* [Record extracts]:
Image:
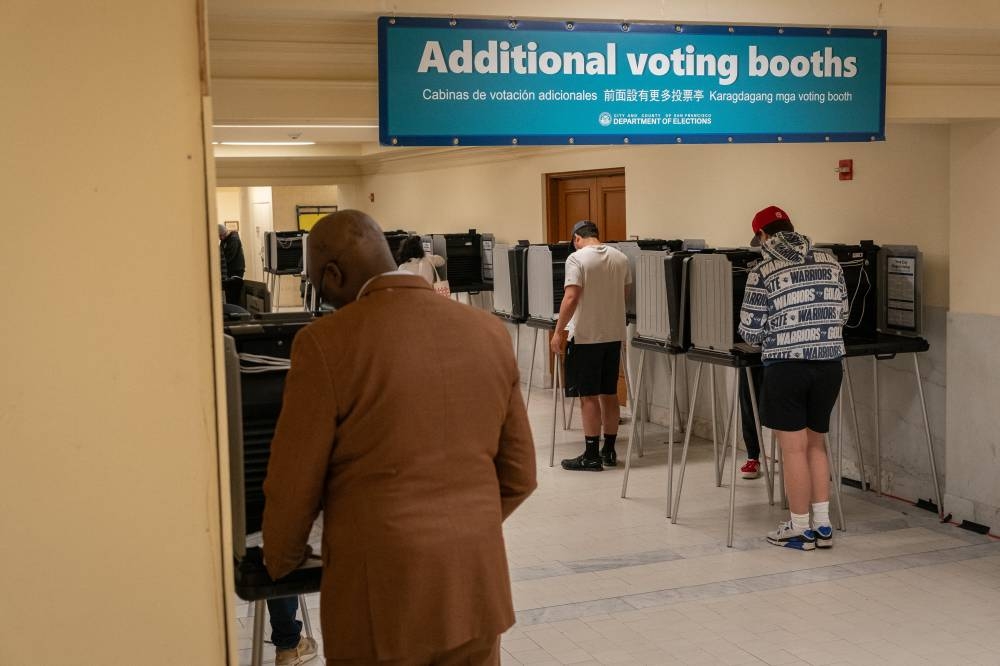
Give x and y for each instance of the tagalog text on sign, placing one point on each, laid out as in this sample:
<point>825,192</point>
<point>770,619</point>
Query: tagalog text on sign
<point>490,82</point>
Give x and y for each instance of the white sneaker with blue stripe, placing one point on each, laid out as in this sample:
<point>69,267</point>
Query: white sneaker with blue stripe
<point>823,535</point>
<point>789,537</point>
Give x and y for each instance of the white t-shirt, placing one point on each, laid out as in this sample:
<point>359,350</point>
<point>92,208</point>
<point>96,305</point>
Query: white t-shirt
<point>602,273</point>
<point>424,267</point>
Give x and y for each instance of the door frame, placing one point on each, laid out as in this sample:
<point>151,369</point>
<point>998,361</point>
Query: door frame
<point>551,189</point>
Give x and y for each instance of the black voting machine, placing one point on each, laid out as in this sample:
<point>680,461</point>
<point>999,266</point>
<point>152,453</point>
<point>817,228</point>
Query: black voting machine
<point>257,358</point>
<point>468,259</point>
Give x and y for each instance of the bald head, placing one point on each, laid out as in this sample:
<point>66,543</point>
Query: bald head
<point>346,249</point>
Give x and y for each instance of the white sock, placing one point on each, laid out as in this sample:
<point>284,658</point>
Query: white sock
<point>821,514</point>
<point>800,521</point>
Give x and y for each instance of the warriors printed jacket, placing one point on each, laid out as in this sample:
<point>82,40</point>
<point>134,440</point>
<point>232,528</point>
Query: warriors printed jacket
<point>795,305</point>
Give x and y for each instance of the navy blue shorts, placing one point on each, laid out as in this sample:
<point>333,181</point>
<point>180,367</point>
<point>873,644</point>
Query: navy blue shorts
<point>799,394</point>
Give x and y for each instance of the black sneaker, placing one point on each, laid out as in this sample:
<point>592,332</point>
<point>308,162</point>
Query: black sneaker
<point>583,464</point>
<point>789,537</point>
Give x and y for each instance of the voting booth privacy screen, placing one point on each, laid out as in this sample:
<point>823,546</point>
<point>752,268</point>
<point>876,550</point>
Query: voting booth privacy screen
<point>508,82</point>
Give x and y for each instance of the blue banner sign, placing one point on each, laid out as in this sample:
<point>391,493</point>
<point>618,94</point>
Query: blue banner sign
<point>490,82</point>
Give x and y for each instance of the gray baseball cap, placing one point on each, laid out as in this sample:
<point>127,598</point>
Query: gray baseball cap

* [Problem to work on]: Reproduce the lines that begin with the one containing "Give x and y for each instance of the door" and end with the one containing "<point>800,521</point>", changing every "voting machine" to "ballot machine" and leaving everything else untouched.

* [Output for this task]:
Give x and y for each instance of the door frame, placing one point on each, laid out as in this sample:
<point>151,369</point>
<point>998,361</point>
Query: door frame
<point>551,189</point>
Give x and y for each instance of the black ballot machine, placing one point on each, laid out as in this sample:
<point>680,461</point>
<point>999,266</point>
<point>152,453</point>
<point>817,228</point>
Query: black ballot machine
<point>257,358</point>
<point>468,259</point>
Give x and y for each instance of the bald head, placing one point on each, laid out as in this sample:
<point>66,543</point>
Query: bald head
<point>346,249</point>
Give x and y for each instance of the white sock, placing one point on each, laid out as in this sample:
<point>284,658</point>
Query: white sock
<point>821,514</point>
<point>800,521</point>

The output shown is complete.